### Objective 1
In the passage about Hillary's email, what is the new talk show called?
### Objective 2
Return the text of the passage about Hillary's email from "Kweku: Ten months, but" up to and including "do you remember?".

Why Hillary’s email should still be a thing

Everyone is tired of E-MAILS and nobody wanted to talk with me about the latest batch of them. Sad! So instead, I sat down with myself and had a conversation with myself about emails, ethics, and the Clintons. Welcome to my new talk show: Ezekiel & Kweku, where I am my own cohost.

Kweku: Remember that Sanders/Clinton debate during the primary where Bernie told Hillary, “The American people are sick and tired of hearing about your damn emails?”

Ezekiel: That was, like, 30 years ago.

Kweku: Ten months, but who’s counting?

Ezekiel: I am. I am counting down the days, the hours, the seconds. Release me from this hell.

Kweku: OK. But do you remember?

Ezekiel: Yeah, I do. And we’ve talked about emails, like, every month since then. Bernie had no idea just how tired we were going to get of talking about emails.

### Material shown
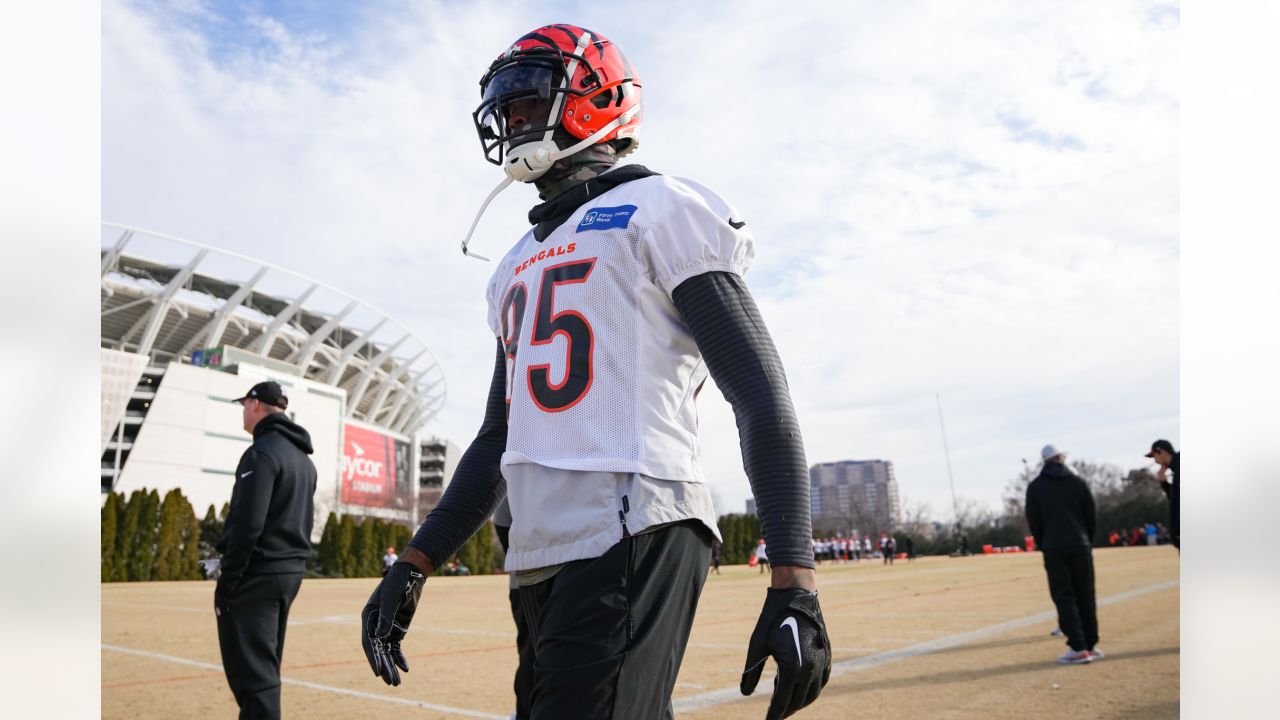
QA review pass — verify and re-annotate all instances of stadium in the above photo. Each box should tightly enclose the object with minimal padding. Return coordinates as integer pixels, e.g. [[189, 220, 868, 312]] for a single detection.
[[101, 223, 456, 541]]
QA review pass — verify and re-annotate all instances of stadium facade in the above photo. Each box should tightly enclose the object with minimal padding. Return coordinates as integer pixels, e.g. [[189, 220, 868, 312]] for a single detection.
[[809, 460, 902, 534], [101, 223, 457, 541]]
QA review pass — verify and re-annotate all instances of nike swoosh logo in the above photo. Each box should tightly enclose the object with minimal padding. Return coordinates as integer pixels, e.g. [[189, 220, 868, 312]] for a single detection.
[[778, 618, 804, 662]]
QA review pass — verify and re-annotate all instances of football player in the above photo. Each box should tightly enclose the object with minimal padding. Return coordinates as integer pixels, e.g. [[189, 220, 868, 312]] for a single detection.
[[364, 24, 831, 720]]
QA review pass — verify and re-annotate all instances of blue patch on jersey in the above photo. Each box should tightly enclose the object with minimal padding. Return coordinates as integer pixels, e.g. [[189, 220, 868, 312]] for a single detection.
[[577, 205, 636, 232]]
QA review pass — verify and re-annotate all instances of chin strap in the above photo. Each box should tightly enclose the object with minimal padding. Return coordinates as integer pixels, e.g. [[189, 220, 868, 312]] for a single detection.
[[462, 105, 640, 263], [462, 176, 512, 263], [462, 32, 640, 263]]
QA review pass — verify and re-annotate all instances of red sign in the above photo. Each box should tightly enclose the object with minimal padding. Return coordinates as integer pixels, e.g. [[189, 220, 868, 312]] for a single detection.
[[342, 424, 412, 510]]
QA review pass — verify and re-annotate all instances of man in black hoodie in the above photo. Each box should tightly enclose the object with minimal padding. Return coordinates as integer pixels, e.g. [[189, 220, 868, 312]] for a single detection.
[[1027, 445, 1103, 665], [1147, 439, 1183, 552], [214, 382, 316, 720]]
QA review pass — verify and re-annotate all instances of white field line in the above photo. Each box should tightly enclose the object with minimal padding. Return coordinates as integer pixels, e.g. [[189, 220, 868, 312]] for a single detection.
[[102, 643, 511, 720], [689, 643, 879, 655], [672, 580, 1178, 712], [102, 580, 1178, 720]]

### Right answer 1
Ezekiel & Kweku

### Right answer 2
Kweku: Ten months, but who’s counting?

Ezekiel: I am. I am counting down the days, the hours, the seconds. Release me from this hell.

Kweku: OK. But do you remember?